## [Directions for this task]
Every line of the data must appear again in the answer, exactly as written.

## [Data excerpts]

- - -

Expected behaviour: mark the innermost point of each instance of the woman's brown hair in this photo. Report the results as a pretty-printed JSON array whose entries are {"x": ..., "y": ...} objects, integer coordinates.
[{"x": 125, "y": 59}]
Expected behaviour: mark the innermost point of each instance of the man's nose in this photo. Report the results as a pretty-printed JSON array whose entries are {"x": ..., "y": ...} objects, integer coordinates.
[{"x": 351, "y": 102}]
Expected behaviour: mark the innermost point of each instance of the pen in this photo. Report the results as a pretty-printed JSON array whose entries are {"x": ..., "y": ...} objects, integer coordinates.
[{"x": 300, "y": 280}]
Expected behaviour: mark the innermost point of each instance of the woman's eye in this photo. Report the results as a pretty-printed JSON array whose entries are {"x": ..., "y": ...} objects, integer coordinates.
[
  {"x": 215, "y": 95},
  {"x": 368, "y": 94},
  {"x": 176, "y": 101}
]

- - -

## [Expected output]
Expected behaviour: mark the innermost point of each instance of the woman's brown hair in this photo. Report the results as a pretty-printed JSON array whose entries are {"x": ..., "y": ...} objects, integer coordinates.
[{"x": 125, "y": 59}]
Expected behaviour: mark the innermost point of each instance of the man's nose in this photo. Report the results as a pretty-printed JSON array whose entries are {"x": ..., "y": ...} objects, integer coordinates.
[{"x": 351, "y": 102}]
Expected behaviour: mark the innermost point of each instance of the pen in this photo. Report the results as a pretty-printed JSON array whose entries are {"x": ..., "y": ...} objects, integer coordinates.
[{"x": 300, "y": 280}]
Expected behaviour: mark the innermost point of each instance of the woman's eye in this photo. Report the results as a pretty-printed JSON array whose entries are {"x": ..., "y": ...} objects, integer coordinates.
[
  {"x": 215, "y": 95},
  {"x": 368, "y": 94},
  {"x": 176, "y": 101}
]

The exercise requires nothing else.